EXERCISE AIM:
Print out every entry that follows, exactly as written.

RECORD EXTRACTS:

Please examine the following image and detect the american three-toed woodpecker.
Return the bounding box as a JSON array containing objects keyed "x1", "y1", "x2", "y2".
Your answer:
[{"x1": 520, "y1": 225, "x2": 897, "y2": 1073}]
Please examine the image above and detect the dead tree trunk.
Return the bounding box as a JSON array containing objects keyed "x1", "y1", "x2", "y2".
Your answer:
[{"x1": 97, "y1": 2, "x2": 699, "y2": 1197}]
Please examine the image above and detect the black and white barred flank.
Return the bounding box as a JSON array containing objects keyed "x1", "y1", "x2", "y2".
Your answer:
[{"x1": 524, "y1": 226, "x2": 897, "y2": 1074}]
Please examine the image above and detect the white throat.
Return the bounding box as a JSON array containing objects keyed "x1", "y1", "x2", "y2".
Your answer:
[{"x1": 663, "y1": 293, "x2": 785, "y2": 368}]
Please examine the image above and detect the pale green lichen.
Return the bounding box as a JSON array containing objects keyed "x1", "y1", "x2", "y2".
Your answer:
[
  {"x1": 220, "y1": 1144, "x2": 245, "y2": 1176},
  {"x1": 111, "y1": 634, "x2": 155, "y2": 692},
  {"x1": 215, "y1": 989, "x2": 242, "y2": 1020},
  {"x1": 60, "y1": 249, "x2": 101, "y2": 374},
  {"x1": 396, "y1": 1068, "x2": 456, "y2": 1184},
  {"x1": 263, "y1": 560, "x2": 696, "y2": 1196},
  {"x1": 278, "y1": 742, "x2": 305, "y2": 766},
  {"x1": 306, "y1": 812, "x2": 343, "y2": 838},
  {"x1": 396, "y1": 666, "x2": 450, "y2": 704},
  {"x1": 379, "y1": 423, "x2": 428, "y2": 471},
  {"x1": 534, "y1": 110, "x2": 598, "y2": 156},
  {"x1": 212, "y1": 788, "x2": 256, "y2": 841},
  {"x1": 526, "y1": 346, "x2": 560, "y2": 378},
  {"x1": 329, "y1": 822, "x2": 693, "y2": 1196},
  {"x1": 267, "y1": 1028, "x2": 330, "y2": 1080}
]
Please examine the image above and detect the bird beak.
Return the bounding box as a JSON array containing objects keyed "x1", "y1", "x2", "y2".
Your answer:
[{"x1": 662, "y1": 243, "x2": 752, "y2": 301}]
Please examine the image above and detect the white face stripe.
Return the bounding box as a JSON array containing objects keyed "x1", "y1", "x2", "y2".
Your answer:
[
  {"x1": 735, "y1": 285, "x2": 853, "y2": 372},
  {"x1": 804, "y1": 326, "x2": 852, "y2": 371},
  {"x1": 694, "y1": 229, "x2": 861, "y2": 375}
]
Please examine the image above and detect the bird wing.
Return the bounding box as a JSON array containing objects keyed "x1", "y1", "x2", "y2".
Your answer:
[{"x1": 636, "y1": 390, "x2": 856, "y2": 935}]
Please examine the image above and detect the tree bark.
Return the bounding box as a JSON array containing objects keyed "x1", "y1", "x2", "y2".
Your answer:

ANSWER AREA:
Please examine the following image and detect the american three-toed woodpecker.
Return the bounding box as a JSON array containing objects keyed "x1", "y1", "x2", "y2".
Your answer:
[{"x1": 520, "y1": 225, "x2": 897, "y2": 1073}]
Please examine the image above and detect the dead tree trunk.
Return the bounding box as a JSON array containing objects keyed "x1", "y1", "x2", "y2".
Your answer:
[{"x1": 97, "y1": 2, "x2": 699, "y2": 1197}]
Please examine the image above and detect the black and white barred flank.
Return the bounding box as a JSON array containing objects keyed "x1", "y1", "x2", "y2".
Your answer:
[{"x1": 524, "y1": 226, "x2": 897, "y2": 1074}]
Please examine the image above and detect the white throat.
Return the bounding box as a JSON array containing objects keyed "x1", "y1", "x2", "y2".
Your answer:
[{"x1": 663, "y1": 293, "x2": 785, "y2": 368}]
Please examine the image above and detect the pale green lichen.
Return the bounding box as a JSON array containing objects keyed "x1", "y1", "x2", "y2".
Your answer:
[
  {"x1": 220, "y1": 1144, "x2": 245, "y2": 1176},
  {"x1": 111, "y1": 634, "x2": 155, "y2": 692},
  {"x1": 215, "y1": 989, "x2": 242, "y2": 1020},
  {"x1": 60, "y1": 249, "x2": 101, "y2": 374},
  {"x1": 396, "y1": 1068, "x2": 456, "y2": 1184},
  {"x1": 263, "y1": 560, "x2": 696, "y2": 1196},
  {"x1": 278, "y1": 742, "x2": 305, "y2": 766},
  {"x1": 306, "y1": 812, "x2": 343, "y2": 838},
  {"x1": 396, "y1": 666, "x2": 450, "y2": 704},
  {"x1": 379, "y1": 423, "x2": 428, "y2": 471},
  {"x1": 534, "y1": 110, "x2": 598, "y2": 156},
  {"x1": 212, "y1": 788, "x2": 256, "y2": 841},
  {"x1": 526, "y1": 346, "x2": 560, "y2": 378},
  {"x1": 329, "y1": 822, "x2": 693, "y2": 1196},
  {"x1": 267, "y1": 1028, "x2": 330, "y2": 1080}
]
Please examine the image above and detect the bird beak.
Return the bounding box as a JSON array containing objects keyed "x1", "y1", "x2", "y2".
Your answer:
[{"x1": 662, "y1": 243, "x2": 752, "y2": 301}]
Please examine the image above and detect the white face stripe.
Return the bounding box as a JSON array containing objects keyed "x1", "y1", "x2", "y2".
Your answer:
[
  {"x1": 735, "y1": 285, "x2": 853, "y2": 372},
  {"x1": 804, "y1": 326, "x2": 852, "y2": 371},
  {"x1": 694, "y1": 229, "x2": 861, "y2": 375}
]
Please examine the image above and detect the bird wing.
Return the bounding box as a JSON array containing objects keyed "x1", "y1", "x2", "y2".
Your answer:
[{"x1": 636, "y1": 390, "x2": 856, "y2": 935}]
Please examine the image above and detect the tree bark.
Return the bounding box as a JSON array containing objects keyed "x1", "y1", "x2", "y2".
Your answer:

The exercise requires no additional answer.